SHORT PROBLEM
Please rewrite the entries below, switching every "even-odd rule" to "nonzero winding rule" and leaving everything else unchanged.

-- start MATERIAL FOR THIS EXERCISE --

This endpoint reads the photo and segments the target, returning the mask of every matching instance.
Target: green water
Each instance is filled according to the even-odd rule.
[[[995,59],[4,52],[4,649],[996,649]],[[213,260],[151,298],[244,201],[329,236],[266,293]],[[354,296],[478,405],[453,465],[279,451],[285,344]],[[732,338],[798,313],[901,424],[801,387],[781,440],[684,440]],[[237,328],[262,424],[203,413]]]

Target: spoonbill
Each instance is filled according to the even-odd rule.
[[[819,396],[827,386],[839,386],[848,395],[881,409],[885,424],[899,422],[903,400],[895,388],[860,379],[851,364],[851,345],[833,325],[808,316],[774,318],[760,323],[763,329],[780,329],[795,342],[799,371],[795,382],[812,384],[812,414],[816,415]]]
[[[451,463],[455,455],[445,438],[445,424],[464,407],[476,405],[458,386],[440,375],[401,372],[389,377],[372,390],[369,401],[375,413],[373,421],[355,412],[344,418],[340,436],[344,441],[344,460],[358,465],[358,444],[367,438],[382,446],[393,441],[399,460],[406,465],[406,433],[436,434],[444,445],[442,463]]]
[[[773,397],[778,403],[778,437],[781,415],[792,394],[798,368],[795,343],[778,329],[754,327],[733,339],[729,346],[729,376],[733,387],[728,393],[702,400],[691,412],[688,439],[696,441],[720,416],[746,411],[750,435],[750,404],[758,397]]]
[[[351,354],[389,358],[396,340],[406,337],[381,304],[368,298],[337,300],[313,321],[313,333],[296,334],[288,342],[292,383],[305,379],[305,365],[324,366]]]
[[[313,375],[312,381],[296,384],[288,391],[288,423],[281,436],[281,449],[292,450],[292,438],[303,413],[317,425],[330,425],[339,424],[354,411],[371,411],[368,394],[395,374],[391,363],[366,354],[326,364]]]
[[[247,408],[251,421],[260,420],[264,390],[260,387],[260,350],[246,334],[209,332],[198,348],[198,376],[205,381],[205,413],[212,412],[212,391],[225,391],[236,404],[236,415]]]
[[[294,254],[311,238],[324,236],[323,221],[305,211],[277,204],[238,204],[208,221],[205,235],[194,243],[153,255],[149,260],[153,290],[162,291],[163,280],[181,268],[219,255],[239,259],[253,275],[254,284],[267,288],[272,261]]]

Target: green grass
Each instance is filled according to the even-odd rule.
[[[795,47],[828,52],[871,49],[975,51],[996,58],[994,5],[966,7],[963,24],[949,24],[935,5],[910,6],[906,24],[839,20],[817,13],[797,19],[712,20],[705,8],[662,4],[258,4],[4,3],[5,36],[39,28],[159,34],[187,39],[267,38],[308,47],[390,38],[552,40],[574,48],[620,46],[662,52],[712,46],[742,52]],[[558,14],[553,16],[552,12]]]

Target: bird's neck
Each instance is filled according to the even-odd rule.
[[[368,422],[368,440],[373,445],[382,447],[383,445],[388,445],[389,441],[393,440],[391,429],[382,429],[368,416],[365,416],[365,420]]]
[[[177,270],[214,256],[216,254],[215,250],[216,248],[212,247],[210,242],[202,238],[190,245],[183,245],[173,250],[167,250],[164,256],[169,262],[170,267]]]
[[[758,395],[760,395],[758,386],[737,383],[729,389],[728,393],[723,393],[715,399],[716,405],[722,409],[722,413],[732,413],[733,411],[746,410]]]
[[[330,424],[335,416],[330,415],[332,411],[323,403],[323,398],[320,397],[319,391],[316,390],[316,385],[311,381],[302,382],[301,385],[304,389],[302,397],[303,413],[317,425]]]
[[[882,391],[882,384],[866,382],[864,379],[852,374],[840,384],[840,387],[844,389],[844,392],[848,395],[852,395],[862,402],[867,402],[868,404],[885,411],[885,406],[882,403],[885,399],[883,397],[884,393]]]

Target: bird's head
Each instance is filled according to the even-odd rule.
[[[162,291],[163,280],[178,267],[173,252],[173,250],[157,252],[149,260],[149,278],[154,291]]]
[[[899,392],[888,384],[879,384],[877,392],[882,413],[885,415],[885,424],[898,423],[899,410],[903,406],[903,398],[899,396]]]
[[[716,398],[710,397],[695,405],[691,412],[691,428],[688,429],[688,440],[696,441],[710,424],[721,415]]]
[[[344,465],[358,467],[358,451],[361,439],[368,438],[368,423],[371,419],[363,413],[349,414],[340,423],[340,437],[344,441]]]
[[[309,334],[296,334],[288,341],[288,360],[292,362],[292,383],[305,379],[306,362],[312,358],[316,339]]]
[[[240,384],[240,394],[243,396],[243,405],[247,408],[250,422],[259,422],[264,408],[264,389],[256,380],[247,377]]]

-- end MATERIAL FOR THIS EXERCISE --

EXERCISE RESPONSE
This endpoint reads the photo and segments the target, returning the mask of every matching instance.
Target: green water
Each instance is filled according to the nonzero winding rule.
[[[995,59],[4,52],[4,649],[996,649]],[[213,260],[151,298],[244,201],[329,236],[266,293]],[[354,296],[478,405],[453,465],[279,451],[285,344]],[[732,338],[798,313],[901,424],[801,387],[781,440],[684,440]],[[237,328],[262,424],[203,413]]]

Target: spoonbill
Each instance is filled according to the nonzero winding rule.
[[[819,396],[827,386],[839,386],[848,395],[881,409],[885,424],[899,422],[903,400],[895,388],[860,379],[851,364],[851,345],[833,325],[808,316],[774,318],[760,323],[763,329],[780,329],[795,342],[799,371],[795,382],[812,384],[812,414],[816,415]]]
[[[451,463],[455,455],[445,438],[445,424],[464,407],[476,405],[458,386],[440,375],[401,372],[389,377],[372,390],[369,401],[375,413],[373,421],[355,412],[344,418],[340,436],[344,441],[344,460],[358,465],[358,444],[367,438],[382,446],[393,441],[399,460],[406,465],[406,433],[436,434],[444,445],[442,463]]]
[[[773,397],[778,403],[778,437],[781,415],[792,394],[798,368],[795,343],[778,329],[754,327],[733,339],[729,346],[729,376],[733,387],[728,393],[702,400],[691,412],[688,439],[696,441],[720,416],[746,411],[750,435],[750,404],[758,397]]]
[[[351,354],[389,358],[396,340],[406,337],[381,304],[368,298],[337,300],[313,321],[313,333],[296,334],[288,342],[292,383],[305,379],[305,365],[324,366]]]
[[[313,375],[312,381],[296,384],[288,391],[288,423],[281,436],[281,449],[292,450],[292,438],[303,413],[317,425],[330,425],[339,424],[354,411],[371,411],[368,394],[395,374],[391,363],[366,354],[326,364]]]
[[[247,408],[251,421],[260,420],[264,390],[260,387],[260,350],[246,334],[209,332],[198,348],[198,376],[205,381],[205,413],[212,412],[212,391],[225,391],[236,404],[236,415]]]
[[[294,254],[311,238],[324,236],[323,221],[305,211],[277,204],[238,204],[208,221],[205,235],[194,243],[153,255],[149,260],[153,290],[162,291],[163,280],[181,268],[219,255],[239,259],[253,275],[254,284],[267,288],[272,261]]]

Target: green grass
Each instance is filled according to the nonzero winding rule.
[[[795,47],[828,52],[871,49],[975,51],[996,58],[994,5],[966,7],[963,24],[949,24],[935,5],[910,6],[906,24],[839,20],[817,13],[797,19],[712,20],[705,8],[662,4],[258,4],[4,3],[5,36],[39,28],[159,34],[187,39],[267,38],[308,47],[390,38],[552,40],[574,48],[620,46],[662,52],[712,46],[742,52]],[[558,14],[553,16],[552,12]]]

Target: bird's neck
Each instance is filled according to the nonzero winding rule.
[[[368,422],[368,440],[373,445],[382,447],[383,445],[388,445],[389,441],[393,440],[391,429],[382,429],[368,416],[365,416],[365,420]]]
[[[177,270],[214,256],[216,254],[215,250],[216,248],[212,247],[210,242],[202,238],[190,245],[183,245],[173,250],[167,250],[164,256],[169,262],[170,267]]]
[[[758,395],[760,395],[758,386],[737,383],[729,389],[728,393],[723,393],[715,399],[716,405],[722,409],[722,413],[732,413],[733,411],[746,410]]]
[[[330,424],[335,416],[330,415],[332,411],[323,403],[323,398],[320,397],[319,391],[316,390],[316,385],[311,381],[302,382],[301,385],[304,389],[302,397],[303,413],[317,425]]]
[[[882,391],[882,384],[866,382],[864,379],[852,374],[840,384],[840,387],[844,389],[844,392],[848,395],[852,395],[862,402],[867,402],[868,404],[885,411],[885,406],[882,403],[885,399],[883,397],[884,393]]]

Target: bird's head
Each instance is filled according to the nonzero winding rule.
[[[162,291],[163,280],[178,267],[173,252],[173,250],[157,252],[149,260],[149,278],[154,291]]]
[[[899,392],[888,384],[879,384],[877,392],[882,413],[885,415],[885,424],[898,423],[899,410],[903,406],[903,398],[899,396]]]
[[[716,398],[710,397],[695,405],[691,412],[691,428],[688,429],[688,440],[696,441],[710,424],[721,415]]]
[[[344,465],[358,467],[358,451],[361,439],[368,438],[368,423],[371,419],[363,413],[349,414],[340,423],[340,437],[344,441]]]
[[[309,334],[296,334],[288,341],[288,360],[292,362],[292,383],[305,379],[306,362],[312,358],[316,339]]]
[[[240,384],[240,394],[243,396],[243,405],[247,408],[250,422],[259,422],[264,408],[264,389],[256,380],[247,377]]]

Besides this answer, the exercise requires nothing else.